▶ _Requirement_
Reproduce every line below that runs from the line containing "Target: murky green water" through the line containing "(1343, 132)", both ends included, with the entries left in and 124 added to each coordinate in the answers. Leave out all other lines.

▶ _Records to use_

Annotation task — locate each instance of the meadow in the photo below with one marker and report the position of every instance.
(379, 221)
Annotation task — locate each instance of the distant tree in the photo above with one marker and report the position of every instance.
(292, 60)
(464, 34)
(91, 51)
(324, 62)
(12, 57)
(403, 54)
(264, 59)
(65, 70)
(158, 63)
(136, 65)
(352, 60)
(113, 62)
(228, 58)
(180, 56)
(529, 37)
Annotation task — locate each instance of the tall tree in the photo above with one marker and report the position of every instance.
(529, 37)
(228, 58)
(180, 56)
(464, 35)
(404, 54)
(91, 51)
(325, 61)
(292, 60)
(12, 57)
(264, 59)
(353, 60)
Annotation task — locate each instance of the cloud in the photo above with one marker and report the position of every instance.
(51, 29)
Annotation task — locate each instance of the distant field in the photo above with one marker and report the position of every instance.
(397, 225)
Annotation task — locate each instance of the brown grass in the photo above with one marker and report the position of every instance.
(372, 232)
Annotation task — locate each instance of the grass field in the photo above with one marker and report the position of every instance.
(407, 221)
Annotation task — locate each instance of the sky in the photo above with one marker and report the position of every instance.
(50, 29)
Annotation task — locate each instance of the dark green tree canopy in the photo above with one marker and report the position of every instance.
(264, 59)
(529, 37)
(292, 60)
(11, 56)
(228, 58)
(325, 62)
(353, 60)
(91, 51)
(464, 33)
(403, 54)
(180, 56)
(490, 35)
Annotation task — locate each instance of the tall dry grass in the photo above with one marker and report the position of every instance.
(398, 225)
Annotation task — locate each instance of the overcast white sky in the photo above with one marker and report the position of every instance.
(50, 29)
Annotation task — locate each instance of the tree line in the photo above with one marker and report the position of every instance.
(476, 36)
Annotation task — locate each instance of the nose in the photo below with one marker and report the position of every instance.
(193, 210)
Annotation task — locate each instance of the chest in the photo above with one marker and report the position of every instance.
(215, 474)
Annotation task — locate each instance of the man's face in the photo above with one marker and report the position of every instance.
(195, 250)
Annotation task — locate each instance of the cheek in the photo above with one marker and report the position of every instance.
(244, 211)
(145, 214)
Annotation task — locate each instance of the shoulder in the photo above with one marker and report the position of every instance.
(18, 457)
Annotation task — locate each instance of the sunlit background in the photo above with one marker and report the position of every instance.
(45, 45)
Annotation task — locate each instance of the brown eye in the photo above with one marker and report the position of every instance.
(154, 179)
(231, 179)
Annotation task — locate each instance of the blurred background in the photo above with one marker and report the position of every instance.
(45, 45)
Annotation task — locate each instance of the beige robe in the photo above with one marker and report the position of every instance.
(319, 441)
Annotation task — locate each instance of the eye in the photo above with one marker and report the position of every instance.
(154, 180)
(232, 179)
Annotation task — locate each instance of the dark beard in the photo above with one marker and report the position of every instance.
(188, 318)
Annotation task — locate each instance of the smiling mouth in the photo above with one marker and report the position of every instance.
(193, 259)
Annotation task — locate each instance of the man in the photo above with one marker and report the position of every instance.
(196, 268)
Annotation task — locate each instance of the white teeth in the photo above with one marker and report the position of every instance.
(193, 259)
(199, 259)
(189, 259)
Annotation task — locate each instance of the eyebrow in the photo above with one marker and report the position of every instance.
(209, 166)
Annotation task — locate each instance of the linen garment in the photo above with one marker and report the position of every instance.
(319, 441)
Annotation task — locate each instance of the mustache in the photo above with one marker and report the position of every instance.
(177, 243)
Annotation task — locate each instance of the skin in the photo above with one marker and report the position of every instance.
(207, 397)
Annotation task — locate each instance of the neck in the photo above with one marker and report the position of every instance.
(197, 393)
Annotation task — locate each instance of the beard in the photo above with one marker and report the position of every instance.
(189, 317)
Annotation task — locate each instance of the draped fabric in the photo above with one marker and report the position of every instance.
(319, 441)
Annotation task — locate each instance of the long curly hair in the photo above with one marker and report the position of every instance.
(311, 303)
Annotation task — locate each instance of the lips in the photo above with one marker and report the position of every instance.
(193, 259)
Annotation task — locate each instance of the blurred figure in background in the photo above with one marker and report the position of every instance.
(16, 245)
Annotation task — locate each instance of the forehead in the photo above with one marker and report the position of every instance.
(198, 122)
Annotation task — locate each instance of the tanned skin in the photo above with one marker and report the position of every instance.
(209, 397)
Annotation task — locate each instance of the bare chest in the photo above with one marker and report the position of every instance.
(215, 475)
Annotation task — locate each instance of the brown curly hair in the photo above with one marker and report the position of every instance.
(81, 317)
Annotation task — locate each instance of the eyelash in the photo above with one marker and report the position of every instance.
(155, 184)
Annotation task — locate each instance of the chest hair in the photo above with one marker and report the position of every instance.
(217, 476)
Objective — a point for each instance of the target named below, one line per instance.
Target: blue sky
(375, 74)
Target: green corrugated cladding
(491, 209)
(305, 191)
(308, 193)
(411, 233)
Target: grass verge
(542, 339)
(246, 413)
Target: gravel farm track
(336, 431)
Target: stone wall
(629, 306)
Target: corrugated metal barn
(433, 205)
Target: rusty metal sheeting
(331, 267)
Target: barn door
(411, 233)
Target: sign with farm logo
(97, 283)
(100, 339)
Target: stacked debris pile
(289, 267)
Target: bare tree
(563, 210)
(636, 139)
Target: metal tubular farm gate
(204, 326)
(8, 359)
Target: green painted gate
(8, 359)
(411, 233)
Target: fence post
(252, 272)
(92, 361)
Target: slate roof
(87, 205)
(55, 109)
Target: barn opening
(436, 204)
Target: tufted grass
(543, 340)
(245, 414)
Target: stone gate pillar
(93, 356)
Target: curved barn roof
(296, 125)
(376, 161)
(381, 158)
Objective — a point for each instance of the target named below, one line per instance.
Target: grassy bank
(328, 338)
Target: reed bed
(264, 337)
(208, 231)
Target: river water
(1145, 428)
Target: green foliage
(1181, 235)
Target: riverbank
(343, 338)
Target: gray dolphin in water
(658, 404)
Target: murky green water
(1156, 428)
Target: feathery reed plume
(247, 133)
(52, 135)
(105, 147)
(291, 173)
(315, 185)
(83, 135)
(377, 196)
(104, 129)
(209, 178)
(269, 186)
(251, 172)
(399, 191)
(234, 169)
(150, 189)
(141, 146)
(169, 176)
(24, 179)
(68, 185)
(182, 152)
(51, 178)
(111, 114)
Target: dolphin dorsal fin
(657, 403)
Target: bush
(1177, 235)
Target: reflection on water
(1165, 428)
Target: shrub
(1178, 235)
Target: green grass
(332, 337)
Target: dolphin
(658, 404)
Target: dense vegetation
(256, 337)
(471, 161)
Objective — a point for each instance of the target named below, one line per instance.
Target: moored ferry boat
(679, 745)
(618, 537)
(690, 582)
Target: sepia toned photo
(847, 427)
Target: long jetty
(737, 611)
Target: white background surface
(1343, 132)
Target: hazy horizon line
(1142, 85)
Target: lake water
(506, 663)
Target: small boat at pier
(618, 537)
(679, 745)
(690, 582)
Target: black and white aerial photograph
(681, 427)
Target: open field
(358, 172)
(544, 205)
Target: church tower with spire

▶ _Complete response_
Target: murky green water
(1280, 552)
Target: feathery reed plume
(371, 257)
(176, 259)
(229, 271)
(415, 297)
(439, 309)
(207, 259)
(501, 320)
(228, 253)
(333, 302)
(393, 310)
(375, 296)
(523, 315)
(358, 293)
(274, 313)
(265, 270)
(293, 300)
(148, 303)
(192, 309)
(306, 276)
(175, 302)
(235, 238)
Target: dolphin dorsal fin
(781, 527)
Target: bush
(1301, 359)
Target: reflection on water
(1289, 552)
Target: shrub
(1302, 359)
Target: green grass
(456, 461)
Target: dolphin
(782, 528)
Target: dense vegetation
(380, 461)
(595, 285)
Objective — a point for each instance of the target named below, one line per instance.
Target: moored ferry boat
(803, 869)
(742, 661)
(814, 706)
Target: sepia toned photo
(971, 551)
Target: long jetty
(861, 735)
Target: white background surface
(1467, 256)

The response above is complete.